(Outline records)
┄┄┄┄┄┄┄┄┄┄┄┄┄┄┄┄┄┄┄┄

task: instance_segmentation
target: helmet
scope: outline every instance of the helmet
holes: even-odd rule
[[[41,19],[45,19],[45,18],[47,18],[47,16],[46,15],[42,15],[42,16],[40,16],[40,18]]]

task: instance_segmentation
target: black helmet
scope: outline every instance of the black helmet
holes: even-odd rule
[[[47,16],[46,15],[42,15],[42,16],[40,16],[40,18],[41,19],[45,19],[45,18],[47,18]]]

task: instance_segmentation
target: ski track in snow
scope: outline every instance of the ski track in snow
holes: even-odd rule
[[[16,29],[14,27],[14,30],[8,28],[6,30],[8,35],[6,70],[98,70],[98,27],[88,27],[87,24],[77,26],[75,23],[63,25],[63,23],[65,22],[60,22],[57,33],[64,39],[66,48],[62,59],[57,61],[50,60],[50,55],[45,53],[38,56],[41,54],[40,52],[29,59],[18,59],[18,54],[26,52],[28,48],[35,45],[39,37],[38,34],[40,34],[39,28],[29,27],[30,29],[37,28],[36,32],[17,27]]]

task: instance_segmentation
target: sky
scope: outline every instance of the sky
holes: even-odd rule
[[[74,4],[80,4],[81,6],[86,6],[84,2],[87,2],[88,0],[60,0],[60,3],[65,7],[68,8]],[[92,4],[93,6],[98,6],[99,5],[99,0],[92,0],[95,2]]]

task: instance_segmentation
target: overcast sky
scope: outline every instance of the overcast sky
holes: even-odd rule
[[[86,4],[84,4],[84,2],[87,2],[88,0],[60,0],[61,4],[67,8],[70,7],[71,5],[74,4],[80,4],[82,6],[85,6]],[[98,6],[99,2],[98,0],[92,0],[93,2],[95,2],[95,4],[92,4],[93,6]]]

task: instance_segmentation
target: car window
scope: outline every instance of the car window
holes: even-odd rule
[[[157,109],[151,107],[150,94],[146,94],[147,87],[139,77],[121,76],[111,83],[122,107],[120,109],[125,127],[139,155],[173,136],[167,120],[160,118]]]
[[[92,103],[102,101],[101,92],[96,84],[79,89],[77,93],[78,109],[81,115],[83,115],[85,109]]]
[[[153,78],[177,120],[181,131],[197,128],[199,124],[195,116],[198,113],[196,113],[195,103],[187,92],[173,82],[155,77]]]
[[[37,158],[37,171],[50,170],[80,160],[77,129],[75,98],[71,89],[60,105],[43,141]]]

┄┄┄┄┄┄┄┄┄┄┄┄┄┄┄┄┄┄┄┄

**Task requirements:** The entries above must be returned in full, exactly as shown.

**Solution for this task:**
task: instance_segmentation
target: helmet
scope: outline every instance of the helmet
holes: even-odd rule
[[[41,19],[45,19],[45,18],[47,18],[47,16],[46,15],[42,15],[42,16],[40,16],[40,18]]]

task: instance_segmentation
target: black helmet
scope: outline every instance of the black helmet
holes: even-odd rule
[[[47,16],[46,15],[42,15],[42,16],[40,16],[40,18],[41,19],[45,19],[45,18],[47,18]]]

task: instance_segmentation
target: ski track in snow
scope: outline every instance of the ski track in snow
holes: even-odd rule
[[[16,29],[14,27],[14,30],[8,28],[6,30],[8,35],[6,70],[98,70],[98,27],[88,27],[87,24],[77,26],[75,23],[63,25],[63,23],[65,22],[60,22],[57,33],[64,39],[66,48],[62,59],[57,61],[50,60],[50,55],[45,53],[38,56],[41,54],[40,52],[29,59],[18,59],[18,54],[26,52],[28,48],[35,45],[39,37],[38,34],[40,34],[39,28],[29,27],[30,29],[37,28],[36,32],[17,27]]]

task: instance_segmentation
target: sky
scope: outline every instance of the sky
holes: even-odd rule
[[[74,4],[80,4],[81,6],[86,6],[84,2],[87,2],[88,0],[60,0],[60,3],[65,7],[68,8]],[[92,4],[93,6],[98,6],[99,5],[99,0],[92,0],[95,2]]]

task: instance_segmentation
target: overcast sky
scope: outline every instance of the overcast sky
holes: even-odd rule
[[[86,4],[84,4],[84,2],[87,2],[88,0],[60,0],[61,4],[67,8],[70,7],[71,5],[74,4],[80,4],[82,6],[85,6]],[[98,6],[99,2],[98,0],[92,0],[93,2],[95,2],[95,4],[92,4],[93,6]]]

task: instance_segmentation
target: car window
scope: outline every instance of the car window
holes: even-odd rule
[[[157,109],[151,107],[150,94],[146,94],[147,87],[139,77],[121,76],[111,83],[122,107],[120,109],[125,127],[139,155],[173,136],[167,120],[160,118]]]
[[[92,103],[102,101],[101,92],[96,84],[79,89],[77,93],[78,109],[81,115],[83,115],[85,109]]]
[[[153,78],[177,120],[181,131],[197,128],[199,124],[195,116],[198,113],[196,113],[195,103],[187,92],[173,82],[155,77]]]
[[[37,158],[37,171],[50,170],[80,160],[77,129],[75,98],[71,89],[60,105],[43,141]]]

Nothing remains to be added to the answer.